_What is required_.
Nothing but an exact reprint of the records is to be returned.

_Provided records_.
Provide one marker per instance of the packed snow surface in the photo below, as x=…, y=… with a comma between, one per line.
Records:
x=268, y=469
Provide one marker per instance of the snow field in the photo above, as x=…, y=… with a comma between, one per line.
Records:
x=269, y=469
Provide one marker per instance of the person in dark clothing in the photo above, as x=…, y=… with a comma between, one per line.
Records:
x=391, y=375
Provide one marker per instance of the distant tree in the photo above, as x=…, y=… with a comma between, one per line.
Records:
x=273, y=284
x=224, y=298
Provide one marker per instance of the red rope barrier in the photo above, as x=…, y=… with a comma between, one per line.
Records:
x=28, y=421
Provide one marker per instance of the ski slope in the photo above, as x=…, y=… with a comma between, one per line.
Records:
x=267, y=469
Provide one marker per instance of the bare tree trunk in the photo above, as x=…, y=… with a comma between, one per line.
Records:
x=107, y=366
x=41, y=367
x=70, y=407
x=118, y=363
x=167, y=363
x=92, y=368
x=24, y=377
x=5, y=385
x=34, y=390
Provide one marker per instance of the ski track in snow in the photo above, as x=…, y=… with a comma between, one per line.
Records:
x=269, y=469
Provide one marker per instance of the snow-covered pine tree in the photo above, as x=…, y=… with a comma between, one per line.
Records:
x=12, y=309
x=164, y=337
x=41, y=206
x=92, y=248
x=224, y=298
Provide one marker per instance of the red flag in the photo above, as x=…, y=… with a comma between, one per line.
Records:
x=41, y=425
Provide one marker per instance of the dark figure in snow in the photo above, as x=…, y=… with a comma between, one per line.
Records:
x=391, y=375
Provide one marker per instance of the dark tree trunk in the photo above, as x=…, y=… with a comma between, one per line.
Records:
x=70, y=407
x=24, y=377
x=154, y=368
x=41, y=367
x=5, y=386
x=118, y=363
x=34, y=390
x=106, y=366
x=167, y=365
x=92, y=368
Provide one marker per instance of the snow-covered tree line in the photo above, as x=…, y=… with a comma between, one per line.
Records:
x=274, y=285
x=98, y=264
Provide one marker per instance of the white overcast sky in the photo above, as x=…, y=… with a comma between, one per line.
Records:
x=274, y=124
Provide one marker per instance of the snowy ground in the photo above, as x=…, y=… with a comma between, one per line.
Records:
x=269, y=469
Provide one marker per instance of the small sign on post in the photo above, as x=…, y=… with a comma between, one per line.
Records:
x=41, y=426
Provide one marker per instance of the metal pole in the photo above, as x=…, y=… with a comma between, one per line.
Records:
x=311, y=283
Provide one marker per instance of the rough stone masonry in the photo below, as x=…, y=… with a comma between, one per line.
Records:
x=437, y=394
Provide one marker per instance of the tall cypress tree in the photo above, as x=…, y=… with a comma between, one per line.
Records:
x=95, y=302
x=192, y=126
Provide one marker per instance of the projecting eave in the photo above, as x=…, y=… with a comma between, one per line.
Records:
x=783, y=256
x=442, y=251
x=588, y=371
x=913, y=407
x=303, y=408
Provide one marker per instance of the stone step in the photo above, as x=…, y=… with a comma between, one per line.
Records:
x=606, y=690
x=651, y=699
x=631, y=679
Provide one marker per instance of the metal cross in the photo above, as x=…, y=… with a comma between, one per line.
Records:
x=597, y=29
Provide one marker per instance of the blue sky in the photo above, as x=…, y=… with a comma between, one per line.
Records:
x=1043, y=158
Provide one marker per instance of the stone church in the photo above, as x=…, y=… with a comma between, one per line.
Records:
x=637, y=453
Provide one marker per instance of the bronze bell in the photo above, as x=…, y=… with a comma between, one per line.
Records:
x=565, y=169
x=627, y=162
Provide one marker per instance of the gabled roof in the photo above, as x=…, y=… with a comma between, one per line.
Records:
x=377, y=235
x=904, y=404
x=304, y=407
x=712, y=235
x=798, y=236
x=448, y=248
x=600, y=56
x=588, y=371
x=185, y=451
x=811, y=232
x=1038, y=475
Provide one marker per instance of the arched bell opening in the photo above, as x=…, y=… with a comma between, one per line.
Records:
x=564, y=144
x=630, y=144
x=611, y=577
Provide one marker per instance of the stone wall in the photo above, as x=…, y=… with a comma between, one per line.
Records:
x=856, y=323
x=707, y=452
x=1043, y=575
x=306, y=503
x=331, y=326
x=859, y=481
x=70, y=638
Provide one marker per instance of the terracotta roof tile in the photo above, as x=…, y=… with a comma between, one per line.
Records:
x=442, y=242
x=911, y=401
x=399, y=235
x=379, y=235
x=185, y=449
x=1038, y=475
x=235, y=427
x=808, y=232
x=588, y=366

_Solution for this exercise_.
Provide one marker per instance of the packed snow surface in the photo below, as x=…, y=… with a comma between, one per line.
Records:
x=268, y=469
Provide one marker per instance of the snow field in the photo above, as x=…, y=… with a comma between, one per line.
Records:
x=269, y=469
Provide one marker per instance of the person in dark clothing in the photo above, as x=…, y=… with a comma between, one per line.
Records:
x=391, y=375
Provide one marker per instance of the distant tree in the photo above, as x=…, y=… with a comma between, one per line.
Records:
x=273, y=284
x=224, y=298
Provide one marker per instance of the red rope barrier in the photo above, as x=…, y=… with a comma between, one per line.
Records:
x=28, y=421
Provide one marker per instance of the ski slope in the photo above, as x=…, y=… with a comma between, one per line.
Records:
x=267, y=469
Provide one marker per instance of the bare tree trunk in the photo above, as x=…, y=… with a comma between, one per line.
Records:
x=107, y=366
x=41, y=367
x=70, y=407
x=118, y=363
x=167, y=363
x=92, y=368
x=24, y=377
x=5, y=385
x=34, y=390
Provide one marker per instance of the ski track in snow in the photo above, as x=…, y=… with a comma between, one per line.
Records:
x=269, y=469
Provide one marker per instance of the snow-covered pine tree in the photo above, as x=…, y=… with a comma between, one per line.
Records:
x=12, y=309
x=164, y=337
x=41, y=206
x=92, y=248
x=224, y=298
Provide one marker per instance of the red flag in the photo above, as x=…, y=… with a comma between, one per line.
Records:
x=41, y=425
Provide one marker per instance of the dark figure in snow in the photo above, as x=…, y=… with a comma between, one per line.
Records:
x=391, y=375
Provide one marker per instance of the dark tree trunk in the photo above, as x=…, y=… with a comma between, one per line.
Records:
x=70, y=407
x=24, y=377
x=154, y=368
x=41, y=367
x=5, y=386
x=118, y=363
x=34, y=390
x=106, y=366
x=167, y=365
x=92, y=368
Provide one marker per instance of the snow-covered tree line in the photo above, as x=…, y=… with a comma between, one per line.
Records:
x=274, y=285
x=98, y=264
Provide one marker per instance of the white overcast sky in the photo above, as x=…, y=… with a comma between, one per line.
Records:
x=274, y=124
Provide one marker per instance of the snowy ground in the photo above, as x=…, y=… with a comma between, one per line.
Records:
x=269, y=469
Provide one marker per instance of the small sign on post in the photo above, as x=…, y=… with a comma between, one per line.
Records:
x=41, y=426
Provide one marker per instance of the metal pole in the photo above, as x=…, y=… with a comma between, one per line.
Records:
x=311, y=283
Provide one marker per instance of the rough stone masonry in the photo below, as x=…, y=… with a comma between, one per line.
Records:
x=437, y=394
Provide one marker per instance of the tall cypress tree in the photo above, as x=…, y=… with a comma between, one per line.
Records:
x=95, y=302
x=192, y=126
Provide one marker per instance of the projecting eave in the photo above, as x=…, y=… with a comma between, one per line.
Records:
x=783, y=256
x=442, y=251
x=588, y=371
x=913, y=407
x=303, y=408
Provide one marker per instance of the stone step in the photo above, as x=…, y=… with a comma between, one per line.
Records:
x=606, y=690
x=651, y=699
x=631, y=679
Provide one marker per instance of the metal cross in the photo above, as x=…, y=… with a comma between, one per line.
Records:
x=597, y=29
Provide one marker per instance of the blue sky in the photo above, as x=…, y=… with a comma between, one per line.
Records:
x=1043, y=158
Provide one marker per instance of the stone church in the photo above, as x=…, y=… with a comma between, one per line.
Records:
x=637, y=453
Provide one marker per instance of the bronze bell in the photo above, as x=…, y=… with a comma between, one per line.
Records:
x=565, y=169
x=627, y=162
Provide one marker per instance of the gabled roof in the photo above, as x=…, y=… with a comma between, one per line.
Records:
x=377, y=235
x=904, y=404
x=304, y=407
x=712, y=235
x=798, y=236
x=448, y=248
x=600, y=56
x=588, y=371
x=185, y=451
x=811, y=232
x=1038, y=475
Provide one marker per instance of the arched bell opening in the photo above, as x=…, y=… with a comma between, one per line.
Records:
x=564, y=144
x=630, y=144
x=611, y=577
Provide one marker per instance of the stone wall in the photo above, as x=…, y=… with a comma between, one per line.
Records:
x=856, y=323
x=707, y=452
x=1043, y=575
x=306, y=503
x=331, y=326
x=859, y=481
x=70, y=638
Provide one marker per instance of the terracotta roof tile in the photo above, as x=…, y=… with a comma between, one per line.
Records:
x=442, y=242
x=911, y=401
x=399, y=235
x=379, y=235
x=185, y=449
x=1038, y=475
x=235, y=427
x=808, y=232
x=588, y=366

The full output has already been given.